Rows
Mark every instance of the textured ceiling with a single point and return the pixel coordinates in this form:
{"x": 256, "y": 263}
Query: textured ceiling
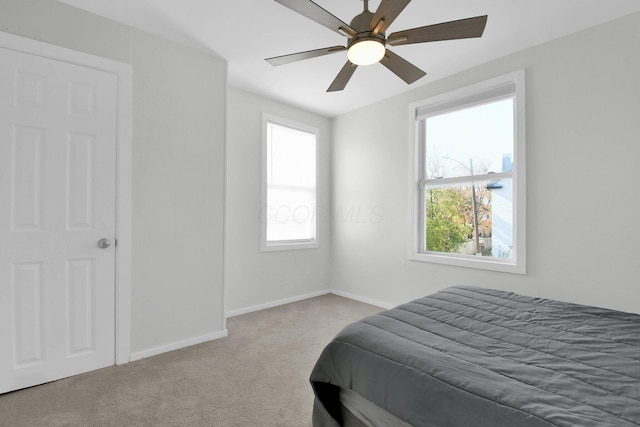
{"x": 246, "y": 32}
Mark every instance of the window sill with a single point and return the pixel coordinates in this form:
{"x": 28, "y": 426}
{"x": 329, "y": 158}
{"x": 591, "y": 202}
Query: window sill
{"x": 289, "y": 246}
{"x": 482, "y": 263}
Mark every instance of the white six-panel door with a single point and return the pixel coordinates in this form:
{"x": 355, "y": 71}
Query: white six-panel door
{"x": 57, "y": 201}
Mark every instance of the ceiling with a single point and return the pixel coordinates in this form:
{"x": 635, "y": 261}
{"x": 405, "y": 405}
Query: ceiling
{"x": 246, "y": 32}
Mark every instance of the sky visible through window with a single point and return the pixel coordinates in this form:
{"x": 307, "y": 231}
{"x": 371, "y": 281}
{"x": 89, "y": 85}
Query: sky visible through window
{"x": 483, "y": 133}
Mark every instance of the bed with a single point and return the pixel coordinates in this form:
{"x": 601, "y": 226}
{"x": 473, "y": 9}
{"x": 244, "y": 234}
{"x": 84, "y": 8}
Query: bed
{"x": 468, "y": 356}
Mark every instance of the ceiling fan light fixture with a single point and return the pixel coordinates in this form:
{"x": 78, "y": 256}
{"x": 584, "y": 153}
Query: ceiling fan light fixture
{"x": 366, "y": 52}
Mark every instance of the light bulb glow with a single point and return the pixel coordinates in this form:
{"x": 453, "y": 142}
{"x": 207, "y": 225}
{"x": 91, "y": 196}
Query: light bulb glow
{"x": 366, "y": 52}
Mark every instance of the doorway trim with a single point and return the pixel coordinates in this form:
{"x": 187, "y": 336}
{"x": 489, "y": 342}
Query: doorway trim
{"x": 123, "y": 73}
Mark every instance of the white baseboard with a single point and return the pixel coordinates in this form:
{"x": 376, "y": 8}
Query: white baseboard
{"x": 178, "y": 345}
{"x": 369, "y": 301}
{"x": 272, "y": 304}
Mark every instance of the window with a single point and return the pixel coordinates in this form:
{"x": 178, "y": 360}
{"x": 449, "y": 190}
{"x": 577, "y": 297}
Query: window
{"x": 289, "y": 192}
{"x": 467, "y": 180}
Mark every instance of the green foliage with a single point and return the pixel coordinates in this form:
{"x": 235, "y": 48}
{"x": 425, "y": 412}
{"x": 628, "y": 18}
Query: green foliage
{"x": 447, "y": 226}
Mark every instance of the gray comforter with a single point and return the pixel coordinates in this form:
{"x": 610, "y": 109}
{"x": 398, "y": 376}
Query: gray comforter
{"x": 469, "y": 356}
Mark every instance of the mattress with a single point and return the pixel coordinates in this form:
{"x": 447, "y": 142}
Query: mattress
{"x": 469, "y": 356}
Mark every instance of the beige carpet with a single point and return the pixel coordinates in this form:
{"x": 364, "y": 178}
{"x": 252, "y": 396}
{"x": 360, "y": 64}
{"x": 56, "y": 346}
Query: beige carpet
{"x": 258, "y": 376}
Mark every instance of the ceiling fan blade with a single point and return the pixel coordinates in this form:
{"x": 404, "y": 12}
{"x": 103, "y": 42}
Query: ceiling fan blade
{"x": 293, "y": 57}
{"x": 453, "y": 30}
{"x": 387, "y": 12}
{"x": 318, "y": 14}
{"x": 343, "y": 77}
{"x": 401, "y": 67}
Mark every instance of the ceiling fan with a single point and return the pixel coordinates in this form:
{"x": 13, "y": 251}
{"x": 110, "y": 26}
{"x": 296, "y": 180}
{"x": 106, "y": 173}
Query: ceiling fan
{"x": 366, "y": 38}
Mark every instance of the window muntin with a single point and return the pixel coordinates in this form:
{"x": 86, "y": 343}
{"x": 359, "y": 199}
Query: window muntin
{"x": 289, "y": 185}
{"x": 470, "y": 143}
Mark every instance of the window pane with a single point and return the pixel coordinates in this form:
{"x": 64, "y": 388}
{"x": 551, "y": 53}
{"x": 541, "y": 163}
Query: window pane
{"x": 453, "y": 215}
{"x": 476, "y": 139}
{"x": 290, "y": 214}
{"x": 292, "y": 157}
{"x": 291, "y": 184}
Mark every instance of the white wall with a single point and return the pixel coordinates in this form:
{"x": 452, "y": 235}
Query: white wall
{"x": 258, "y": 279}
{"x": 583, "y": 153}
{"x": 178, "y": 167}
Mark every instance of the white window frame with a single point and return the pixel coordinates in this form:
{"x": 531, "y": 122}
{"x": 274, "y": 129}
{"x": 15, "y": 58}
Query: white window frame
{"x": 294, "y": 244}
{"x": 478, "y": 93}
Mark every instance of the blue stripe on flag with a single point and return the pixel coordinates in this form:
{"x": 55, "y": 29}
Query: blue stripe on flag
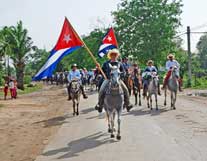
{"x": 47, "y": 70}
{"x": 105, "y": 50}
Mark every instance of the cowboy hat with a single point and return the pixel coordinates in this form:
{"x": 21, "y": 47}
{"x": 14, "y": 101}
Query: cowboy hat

...

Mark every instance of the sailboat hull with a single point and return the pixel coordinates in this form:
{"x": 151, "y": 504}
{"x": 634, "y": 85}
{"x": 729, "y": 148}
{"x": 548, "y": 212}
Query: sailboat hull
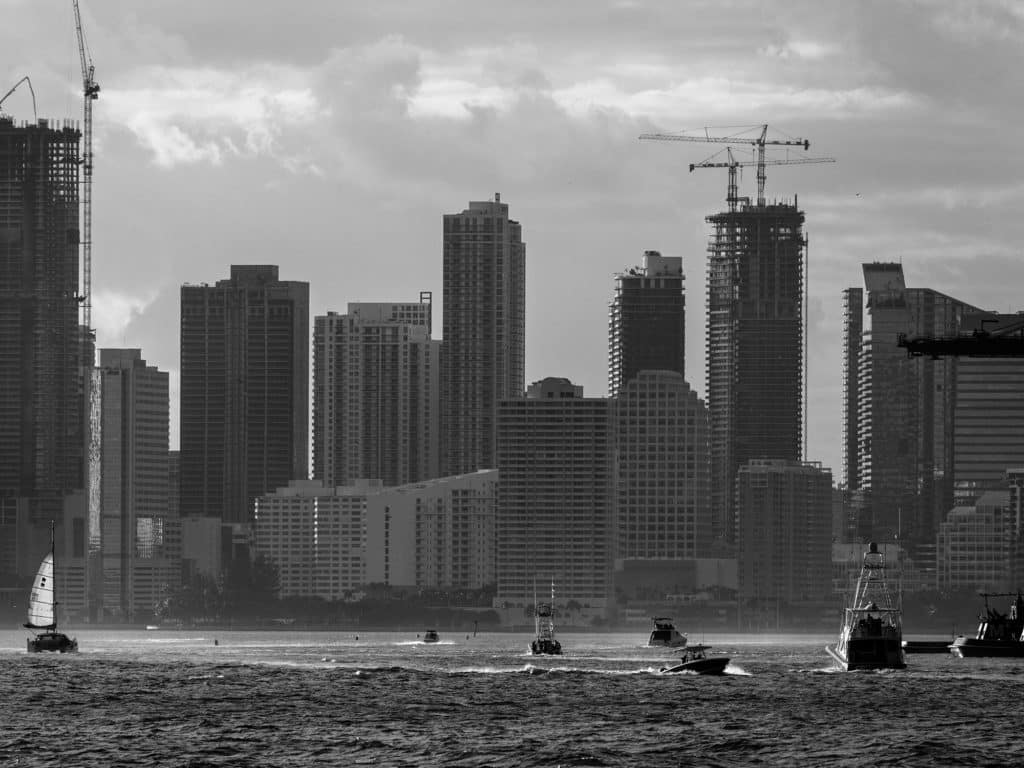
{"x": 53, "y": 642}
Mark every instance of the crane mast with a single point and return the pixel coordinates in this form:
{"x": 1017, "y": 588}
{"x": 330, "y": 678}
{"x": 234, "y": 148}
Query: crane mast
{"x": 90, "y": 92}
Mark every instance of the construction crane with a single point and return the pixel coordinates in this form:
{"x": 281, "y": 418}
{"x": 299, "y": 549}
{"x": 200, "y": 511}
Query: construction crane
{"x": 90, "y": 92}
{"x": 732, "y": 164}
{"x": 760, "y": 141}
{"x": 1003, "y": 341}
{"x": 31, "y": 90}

==

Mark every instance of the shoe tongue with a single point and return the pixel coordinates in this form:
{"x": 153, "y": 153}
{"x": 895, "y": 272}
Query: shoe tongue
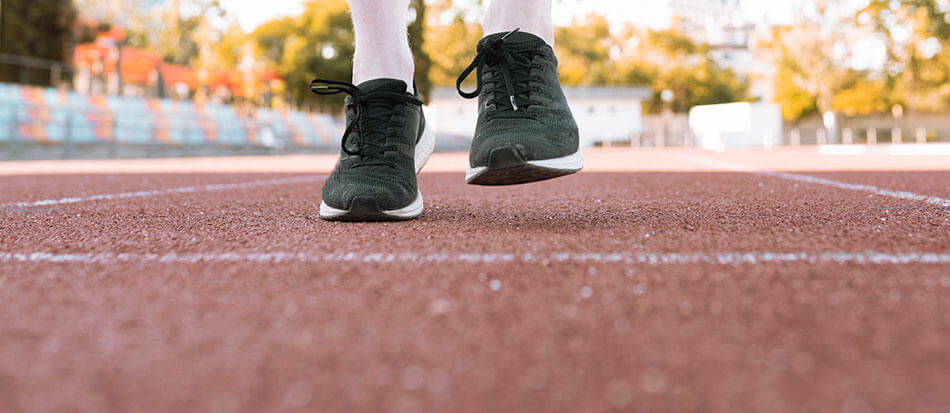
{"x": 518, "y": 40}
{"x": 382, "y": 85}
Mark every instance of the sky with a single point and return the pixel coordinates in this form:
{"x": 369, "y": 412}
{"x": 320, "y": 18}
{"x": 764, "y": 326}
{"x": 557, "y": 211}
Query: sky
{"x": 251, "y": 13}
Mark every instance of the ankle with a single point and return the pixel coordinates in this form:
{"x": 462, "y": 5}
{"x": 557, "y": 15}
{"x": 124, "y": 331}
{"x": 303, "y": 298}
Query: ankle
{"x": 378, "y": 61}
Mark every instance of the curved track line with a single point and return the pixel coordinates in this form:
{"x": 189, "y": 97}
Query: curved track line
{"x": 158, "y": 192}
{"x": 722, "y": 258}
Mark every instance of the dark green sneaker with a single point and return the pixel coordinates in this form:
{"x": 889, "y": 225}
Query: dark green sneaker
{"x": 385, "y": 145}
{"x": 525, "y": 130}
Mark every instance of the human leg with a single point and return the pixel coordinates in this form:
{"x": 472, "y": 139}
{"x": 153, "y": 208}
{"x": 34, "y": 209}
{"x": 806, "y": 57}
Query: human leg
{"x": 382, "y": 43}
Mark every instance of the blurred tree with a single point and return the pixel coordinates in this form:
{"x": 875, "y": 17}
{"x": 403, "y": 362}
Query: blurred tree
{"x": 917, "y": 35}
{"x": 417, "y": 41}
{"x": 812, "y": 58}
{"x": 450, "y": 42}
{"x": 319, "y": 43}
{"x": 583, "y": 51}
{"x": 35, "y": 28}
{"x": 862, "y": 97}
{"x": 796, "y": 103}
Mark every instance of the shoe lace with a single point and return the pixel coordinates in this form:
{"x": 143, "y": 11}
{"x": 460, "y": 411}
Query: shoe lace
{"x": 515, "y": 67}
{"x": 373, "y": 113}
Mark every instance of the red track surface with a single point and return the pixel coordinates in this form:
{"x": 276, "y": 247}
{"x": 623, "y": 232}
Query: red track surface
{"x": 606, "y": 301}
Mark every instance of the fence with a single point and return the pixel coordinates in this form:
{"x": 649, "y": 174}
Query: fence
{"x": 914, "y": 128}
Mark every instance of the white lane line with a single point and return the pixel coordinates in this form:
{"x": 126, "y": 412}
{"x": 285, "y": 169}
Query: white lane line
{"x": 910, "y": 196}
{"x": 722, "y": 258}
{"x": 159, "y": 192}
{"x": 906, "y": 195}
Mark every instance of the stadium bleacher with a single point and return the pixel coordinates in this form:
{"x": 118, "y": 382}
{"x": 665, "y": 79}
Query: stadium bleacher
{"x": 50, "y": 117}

Direction
Output the stretch of the data from the line containing "Mark every instance of the window pane" through the line containing "Query: cowboy hat" as a Markdown table with the columns No. and Line. Give one numbered row per line, and leave out blank lines and pictures.

Response to the exercise
| No. | Line |
|---|---|
| 1 | Mark every instance of the window pane with a single point and return the pixel coordinates in this form: |
| 2 | {"x": 64, "y": 388} |
| 3 | {"x": 551, "y": 53} |
| 4 | {"x": 541, "y": 163} |
| 5 | Query: window pane |
| 6 | {"x": 453, "y": 215} |
| 7 | {"x": 476, "y": 139} |
| 8 | {"x": 290, "y": 214} |
| 9 | {"x": 292, "y": 157} |
| 10 | {"x": 291, "y": 184} |
| 11 | Mark every instance of the white wall with a single point and return the pixel coordinates in this form: |
| 12 | {"x": 452, "y": 235} |
| 13 | Query: white wall |
| 14 | {"x": 258, "y": 279} |
| 15 | {"x": 583, "y": 153} |
| 16 | {"x": 178, "y": 167} |
| 17 | Mark every instance of the white window frame with a single point and return the pixel coordinates in this form: |
| 18 | {"x": 531, "y": 122} |
| 19 | {"x": 274, "y": 129} |
| 20 | {"x": 15, "y": 58} |
| 21 | Query: white window frame |
| 22 | {"x": 294, "y": 244} |
| 23 | {"x": 478, "y": 93} |
| 24 | Mark every instance of the blue stripe on flag with a single point and return the pixel coordinates in this form: |
| 25 | {"x": 55, "y": 29} |
| 26 | Query: blue stripe on flag |
| 27 | {"x": 47, "y": 70} |
| 28 | {"x": 105, "y": 50} |
| 29 | Mark every instance of the cowboy hat with a single point and return the pixel coordinates in this form: |
| 30 | {"x": 21, "y": 47} |
| 31 | {"x": 14, "y": 101} |
| 32 | Query: cowboy hat |